__Text excerpt__

We returned to Thursday Thanksgiving dinners after Anne and I returned to Smithfield following my Navy hitch, but hunting was still a big part of the day and dinner became an evening event that for a number of years grew into a buffet for more people than could be seated around our table. We’ve now settled into an early afternoon dinner on Thursday, with years of more active Thanksgiving Days a distant memory.

Wherever and whenever they’ve been spent, though, Thanksgivings have left indelible and very fond memories.

Dispatching turkeys

Speaking of fond memories, many of mine naturally relate to our newspaper years and the wonderful people who made publishing it possible. Foremost among them was Lona Ellis, a native of Rushmere whose life and the paper were inextricably entwined. She was our stalwart ad manager, creative guru and often the glue that held things together. She also had a sense of humor honed by her country upbringing, which played well off mine, often to the chagrin of other staffers.

One fall day, the topic turned to Thanksgiving turkeys, and drifted, eventually, to the topic of how to properly dispatch a Thanksgiving turkey.

__Given entries__
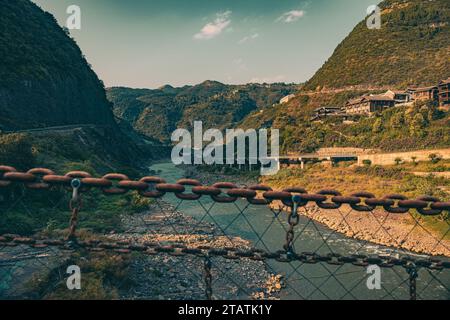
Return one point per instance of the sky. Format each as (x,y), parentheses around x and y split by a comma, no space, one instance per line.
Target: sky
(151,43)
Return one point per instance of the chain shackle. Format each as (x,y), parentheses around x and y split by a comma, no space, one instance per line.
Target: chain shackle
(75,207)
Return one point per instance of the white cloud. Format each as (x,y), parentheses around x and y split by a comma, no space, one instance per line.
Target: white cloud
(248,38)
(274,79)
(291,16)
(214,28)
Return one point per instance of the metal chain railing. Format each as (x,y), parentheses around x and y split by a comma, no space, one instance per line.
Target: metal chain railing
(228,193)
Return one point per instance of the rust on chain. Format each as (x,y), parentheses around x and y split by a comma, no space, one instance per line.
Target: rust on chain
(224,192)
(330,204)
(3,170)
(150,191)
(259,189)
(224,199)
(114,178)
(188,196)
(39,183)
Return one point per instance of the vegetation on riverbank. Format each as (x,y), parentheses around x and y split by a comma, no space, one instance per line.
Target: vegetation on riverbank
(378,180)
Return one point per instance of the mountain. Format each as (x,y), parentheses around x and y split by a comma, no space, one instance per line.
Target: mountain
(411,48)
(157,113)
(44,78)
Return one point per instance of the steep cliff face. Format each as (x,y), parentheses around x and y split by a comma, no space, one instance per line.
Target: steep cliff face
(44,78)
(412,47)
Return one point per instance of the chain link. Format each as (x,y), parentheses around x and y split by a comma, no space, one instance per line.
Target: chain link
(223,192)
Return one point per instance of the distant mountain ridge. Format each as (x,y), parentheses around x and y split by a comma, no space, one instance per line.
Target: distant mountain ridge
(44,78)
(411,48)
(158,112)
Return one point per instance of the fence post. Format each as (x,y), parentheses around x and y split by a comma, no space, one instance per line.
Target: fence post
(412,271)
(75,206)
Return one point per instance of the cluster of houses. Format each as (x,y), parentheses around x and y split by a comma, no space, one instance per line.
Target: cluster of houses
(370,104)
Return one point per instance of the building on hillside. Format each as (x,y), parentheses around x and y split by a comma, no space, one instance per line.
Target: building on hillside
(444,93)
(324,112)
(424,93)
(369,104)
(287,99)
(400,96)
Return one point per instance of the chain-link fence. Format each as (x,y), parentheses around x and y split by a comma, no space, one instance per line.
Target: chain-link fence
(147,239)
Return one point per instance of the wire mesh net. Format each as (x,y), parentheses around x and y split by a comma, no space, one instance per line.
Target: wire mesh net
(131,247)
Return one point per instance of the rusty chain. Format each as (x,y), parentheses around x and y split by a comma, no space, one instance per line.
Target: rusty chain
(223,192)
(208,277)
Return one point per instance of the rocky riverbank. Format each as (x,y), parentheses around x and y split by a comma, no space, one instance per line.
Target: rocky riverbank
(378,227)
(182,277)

---

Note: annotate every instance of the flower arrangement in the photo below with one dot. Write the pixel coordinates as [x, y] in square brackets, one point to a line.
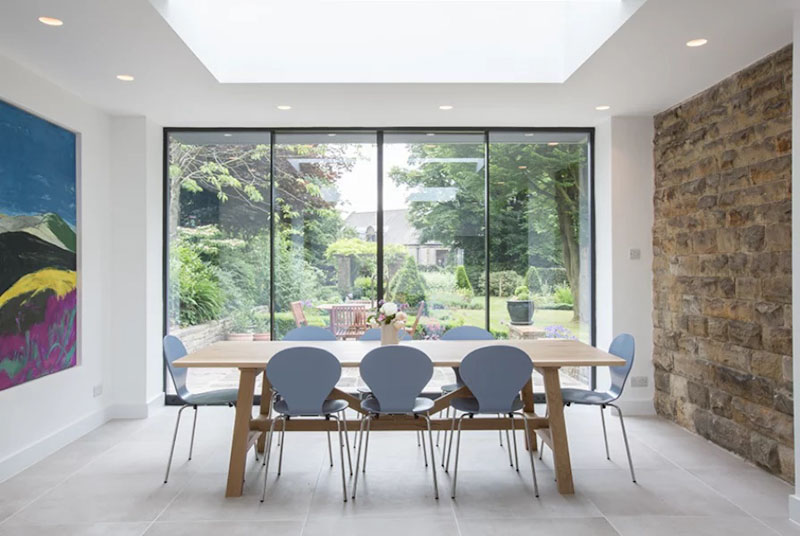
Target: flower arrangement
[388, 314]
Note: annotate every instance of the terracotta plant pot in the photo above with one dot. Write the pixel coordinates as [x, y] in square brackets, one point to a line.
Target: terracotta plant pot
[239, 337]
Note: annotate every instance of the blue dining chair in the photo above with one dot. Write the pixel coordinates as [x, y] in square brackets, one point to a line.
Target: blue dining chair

__Problems and tasks__
a) In the Thanksgiving reminiscence, what job did Lona Ellis hold at the newspaper?
b) Please quote the Thanksgiving reminiscence from "Wherever and whenever" to "of other staffers.".

__Answers provided__
a) She was the ad manager.

b)
Wherever and whenever they’ve been spent, though, Thanksgivings have left indelible and very fond memories.

Dispatching turkeys

Speaking of fond memories, many of mine naturally relate to our newspaper years and the wonderful people who made publishing it possible. Foremost among them was Lona Ellis, a native of Rushmere whose life and the paper were inextricably entwined. She was our stalwart ad manager, creative guru and often the glue that held things together. She also had a sense of humor honed by her country upbringing, which played well off mine, often to the chagrin of other staffers.